§ Assignment
All lines from the one holding "-- give x and y for each instance of the reflection" to the end of the listing are to be output exactly, both ends included, with any pictures left out.

Top of Data extract

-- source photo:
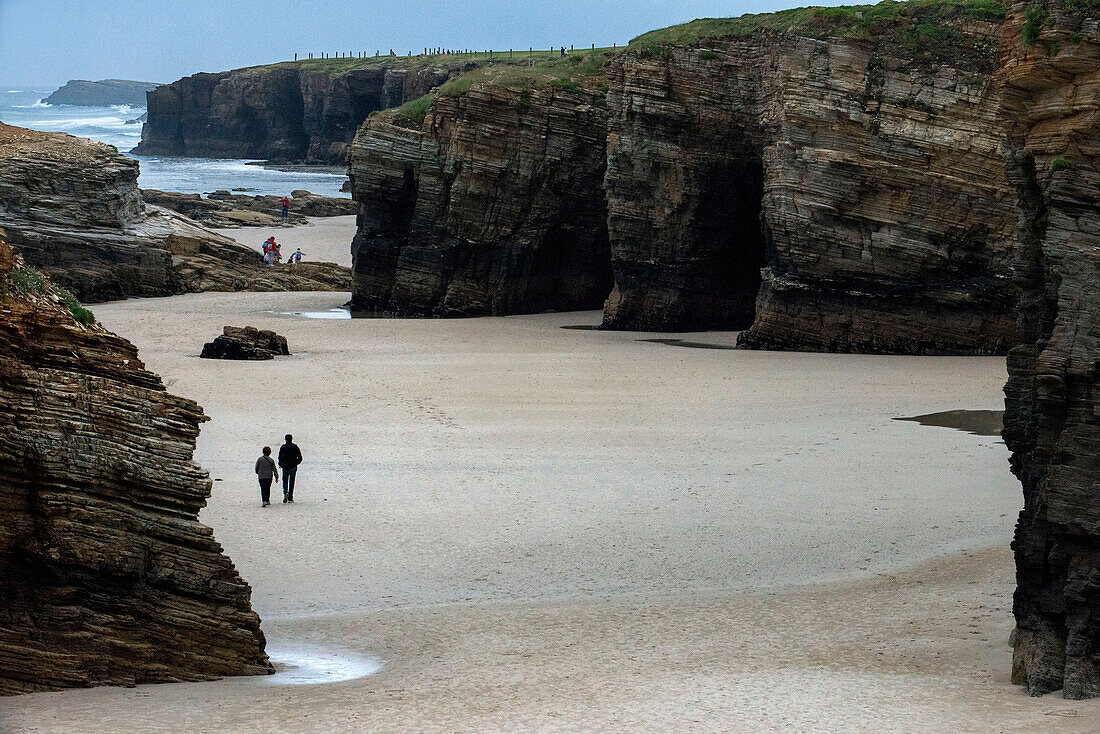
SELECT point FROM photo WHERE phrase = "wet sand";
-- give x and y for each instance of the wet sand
(538, 528)
(322, 240)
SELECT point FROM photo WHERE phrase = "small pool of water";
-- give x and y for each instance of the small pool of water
(689, 344)
(336, 314)
(979, 423)
(307, 666)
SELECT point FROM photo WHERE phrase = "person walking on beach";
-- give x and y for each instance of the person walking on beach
(270, 249)
(289, 457)
(265, 470)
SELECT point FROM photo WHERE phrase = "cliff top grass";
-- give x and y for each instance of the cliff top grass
(922, 31)
(579, 70)
(451, 61)
(888, 21)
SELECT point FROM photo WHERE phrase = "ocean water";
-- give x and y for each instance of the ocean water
(21, 106)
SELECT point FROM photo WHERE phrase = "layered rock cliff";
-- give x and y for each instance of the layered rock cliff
(1051, 77)
(488, 205)
(304, 111)
(106, 573)
(826, 179)
(103, 92)
(72, 207)
(855, 157)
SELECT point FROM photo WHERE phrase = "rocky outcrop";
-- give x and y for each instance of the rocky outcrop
(106, 574)
(103, 92)
(245, 343)
(861, 174)
(491, 206)
(224, 209)
(303, 111)
(1051, 77)
(72, 207)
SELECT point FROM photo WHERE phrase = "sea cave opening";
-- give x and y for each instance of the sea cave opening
(730, 243)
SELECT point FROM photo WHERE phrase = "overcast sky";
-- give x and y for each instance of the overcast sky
(47, 42)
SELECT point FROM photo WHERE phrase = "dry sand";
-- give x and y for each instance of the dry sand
(322, 240)
(536, 528)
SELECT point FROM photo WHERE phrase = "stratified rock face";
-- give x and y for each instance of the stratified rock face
(106, 574)
(103, 92)
(868, 185)
(72, 207)
(284, 112)
(493, 206)
(1052, 420)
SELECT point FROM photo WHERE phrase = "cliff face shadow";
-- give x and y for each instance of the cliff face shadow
(978, 423)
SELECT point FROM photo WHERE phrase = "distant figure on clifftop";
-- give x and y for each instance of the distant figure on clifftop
(265, 470)
(289, 457)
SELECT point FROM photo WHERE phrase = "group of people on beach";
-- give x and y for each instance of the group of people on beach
(273, 253)
(289, 457)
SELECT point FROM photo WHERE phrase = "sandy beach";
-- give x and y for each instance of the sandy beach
(322, 240)
(534, 527)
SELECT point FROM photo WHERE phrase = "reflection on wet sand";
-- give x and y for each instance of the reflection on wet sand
(979, 423)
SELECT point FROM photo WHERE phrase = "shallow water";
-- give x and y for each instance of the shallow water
(979, 423)
(307, 666)
(689, 344)
(337, 314)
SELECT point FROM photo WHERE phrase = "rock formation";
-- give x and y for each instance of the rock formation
(861, 172)
(103, 92)
(227, 209)
(1051, 76)
(491, 205)
(303, 111)
(827, 179)
(106, 574)
(245, 343)
(72, 207)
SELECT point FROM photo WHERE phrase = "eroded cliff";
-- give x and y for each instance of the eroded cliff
(1052, 102)
(303, 111)
(486, 200)
(106, 574)
(72, 207)
(853, 154)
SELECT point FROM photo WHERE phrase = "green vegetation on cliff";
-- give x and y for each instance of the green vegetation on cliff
(922, 30)
(573, 74)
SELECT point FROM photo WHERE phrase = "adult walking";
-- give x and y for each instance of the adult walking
(266, 470)
(289, 457)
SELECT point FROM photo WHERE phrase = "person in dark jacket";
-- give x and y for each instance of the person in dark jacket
(265, 470)
(289, 457)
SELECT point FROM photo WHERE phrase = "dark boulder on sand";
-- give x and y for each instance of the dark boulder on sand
(245, 343)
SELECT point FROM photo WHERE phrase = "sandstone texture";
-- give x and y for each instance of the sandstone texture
(106, 574)
(304, 111)
(73, 209)
(224, 209)
(103, 92)
(823, 192)
(492, 205)
(245, 343)
(1052, 420)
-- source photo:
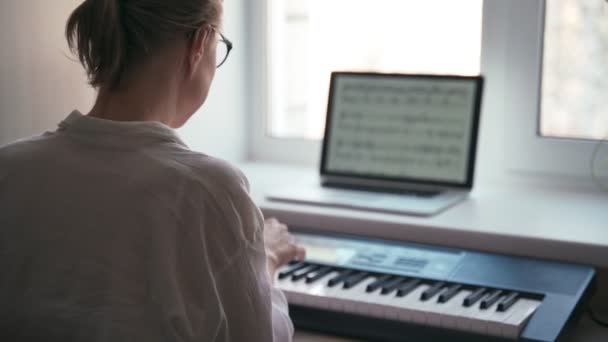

Bottom of Data extract

§ Written response
-- give x and y for each instance of the reflection on wet sand
(979, 423)
SELECT point FROM photo WHERE phrase = "shallow water";
-- give x and y for each instance of the shallow water
(979, 423)
(307, 666)
(689, 344)
(337, 314)
SELECT point FROM photo WHERE phrase = "rock formation";
-- give x and y for each instance of the rock formation
(861, 172)
(103, 92)
(227, 209)
(1051, 76)
(491, 205)
(303, 111)
(827, 179)
(106, 574)
(245, 343)
(72, 207)
SELECT point FROM photo WHERE phrase = "eroded cliff";
-- give x and y for each instance of the eroded cliff
(1052, 102)
(303, 111)
(486, 200)
(106, 574)
(72, 207)
(853, 154)
SELECT point FROM photo WHERE phrase = "green vegetation on cliff";
-- give x and y for each instance of the green vegetation on cliff
(922, 30)
(573, 74)
SELECT point FROM photo WHERE phrase = "adult walking";
-- give x and y for each instance of the adult walking
(266, 470)
(289, 457)
SELECT point FROM photo WHERE phrase = "person in dark jacket";
-- give x and y for each instance of the person in dark jacket
(265, 470)
(289, 457)
SELECT point FROM photo WHERE phrase = "dark boulder on sand";
-- give x and y for each instance of the dark boulder on sand
(245, 343)
SELECT point FROM photo WHERE phrase = "sandstone texture";
-- give x and y for each instance of the sandstone texture
(106, 574)
(304, 111)
(73, 209)
(224, 209)
(103, 92)
(823, 192)
(492, 205)
(245, 343)
(1052, 420)
-- source photo:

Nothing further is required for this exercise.